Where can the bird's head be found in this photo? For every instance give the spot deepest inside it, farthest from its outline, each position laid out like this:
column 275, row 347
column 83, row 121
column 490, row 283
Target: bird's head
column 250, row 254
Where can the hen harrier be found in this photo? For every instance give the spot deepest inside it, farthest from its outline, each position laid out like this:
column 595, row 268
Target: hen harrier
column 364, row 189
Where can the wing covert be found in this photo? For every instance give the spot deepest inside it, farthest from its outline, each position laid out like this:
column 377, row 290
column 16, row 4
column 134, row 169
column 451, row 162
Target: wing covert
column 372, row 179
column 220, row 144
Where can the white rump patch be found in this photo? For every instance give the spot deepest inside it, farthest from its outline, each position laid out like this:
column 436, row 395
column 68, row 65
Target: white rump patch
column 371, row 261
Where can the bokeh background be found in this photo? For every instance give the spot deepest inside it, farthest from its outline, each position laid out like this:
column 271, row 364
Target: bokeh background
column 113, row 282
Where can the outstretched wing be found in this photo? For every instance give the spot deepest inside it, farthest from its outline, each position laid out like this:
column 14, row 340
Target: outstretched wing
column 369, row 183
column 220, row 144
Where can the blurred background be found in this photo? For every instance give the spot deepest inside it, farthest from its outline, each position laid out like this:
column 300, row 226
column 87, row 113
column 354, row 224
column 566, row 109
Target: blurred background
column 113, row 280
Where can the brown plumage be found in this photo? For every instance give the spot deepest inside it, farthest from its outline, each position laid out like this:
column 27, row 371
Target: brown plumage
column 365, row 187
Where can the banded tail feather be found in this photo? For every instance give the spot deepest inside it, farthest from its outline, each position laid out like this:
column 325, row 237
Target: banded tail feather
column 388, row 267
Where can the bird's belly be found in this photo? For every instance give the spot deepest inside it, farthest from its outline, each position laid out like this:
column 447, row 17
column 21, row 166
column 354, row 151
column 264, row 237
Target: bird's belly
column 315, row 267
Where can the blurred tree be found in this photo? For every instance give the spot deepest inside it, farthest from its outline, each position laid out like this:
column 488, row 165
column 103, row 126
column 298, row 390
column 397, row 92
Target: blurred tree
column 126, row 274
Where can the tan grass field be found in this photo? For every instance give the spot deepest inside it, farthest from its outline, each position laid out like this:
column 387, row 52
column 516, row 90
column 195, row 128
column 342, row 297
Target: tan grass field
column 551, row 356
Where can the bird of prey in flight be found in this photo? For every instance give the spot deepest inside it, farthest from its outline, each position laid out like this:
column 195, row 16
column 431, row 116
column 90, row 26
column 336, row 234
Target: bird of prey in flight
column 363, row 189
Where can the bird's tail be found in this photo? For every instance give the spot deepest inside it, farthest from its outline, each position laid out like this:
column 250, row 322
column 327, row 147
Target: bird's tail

INSTRUCTIONS TO FOLLOW
The material above must be returned word for word, complete.

EXERCISE ANSWER
Where can the bird's head be found in this photo? For every instance give the spot deepest inside it, farthest from its outline, each position laid out like this:
column 275, row 347
column 83, row 121
column 490, row 283
Target: bird's head
column 250, row 254
Where can the hen harrier be found in this photo? For every instance give the spot deepest inside it, farthest from its outline, each position laid out like this:
column 595, row 268
Target: hen harrier
column 364, row 189
Where can the wing covert be found in this photo? For every instance give the spot deepest inside it, farthest from its outline, each position laid out like this:
column 377, row 290
column 16, row 4
column 134, row 169
column 451, row 162
Target: wing covert
column 372, row 179
column 220, row 144
Where can the white rump patch be found in this photo? For every instance give the spot deepest inside it, farthest from its outline, each position laid out like this:
column 436, row 395
column 68, row 65
Target: white rump patch
column 371, row 261
Where can the bokeh background be found in this photo? For every instance give the spot deepest inside it, farthest from its outline, each position laid out like this:
column 271, row 364
Target: bokeh background
column 113, row 282
Where can the outstretched wing be found in this photo? For every instance give the spot deepest inside it, farthest from its outline, each position laid out like this:
column 14, row 340
Target: outstretched wing
column 369, row 183
column 220, row 144
Where can the blurred background be found in this photo? For every instance give the spot deepest inside it, farthest from its outline, each position laid out like this:
column 300, row 226
column 87, row 113
column 354, row 224
column 566, row 109
Target: blurred background
column 113, row 280
Where can the brown plumage be found in this photo? For every instance give the spot deepest inside it, farthest from its outline, each position laid out like this:
column 27, row 371
Target: brown plumage
column 365, row 187
Where can the banded tail feather be found in this photo? For every instance give the spot deepest inside it, farthest from its outline, each position laid out like this:
column 325, row 237
Target: banded tail feather
column 388, row 267
Where can the bird's belly be found in this photo? For every instance give the spot deepest inside it, farthest from its outline, each position laid out like this:
column 447, row 17
column 21, row 166
column 354, row 151
column 264, row 237
Target: bird's belly
column 315, row 267
Where can the blurred tree be found in this photo? For every instance give the spot deepest inside it, farthest from its outline, each position laid out like this:
column 488, row 165
column 103, row 126
column 298, row 390
column 397, row 92
Target: blurred tree
column 126, row 274
Where can the tan grass field be found in this photo? For every instance give the spot deepest inside it, farthest from its outline, each position laid out like this:
column 387, row 52
column 516, row 90
column 195, row 128
column 342, row 297
Target: tan grass field
column 551, row 356
Where can the bird of prey in flight be found in this photo? For every instance give the spot deepest inside it, farthest from its outline, each position laid out like this:
column 195, row 16
column 431, row 116
column 90, row 26
column 336, row 234
Target: bird of prey in flight
column 363, row 189
Where can the bird's tail be found in this photo? For every instance give the spot deepest inside it, farthest from its outline, each position laid out like this:
column 250, row 322
column 327, row 147
Target: bird's tail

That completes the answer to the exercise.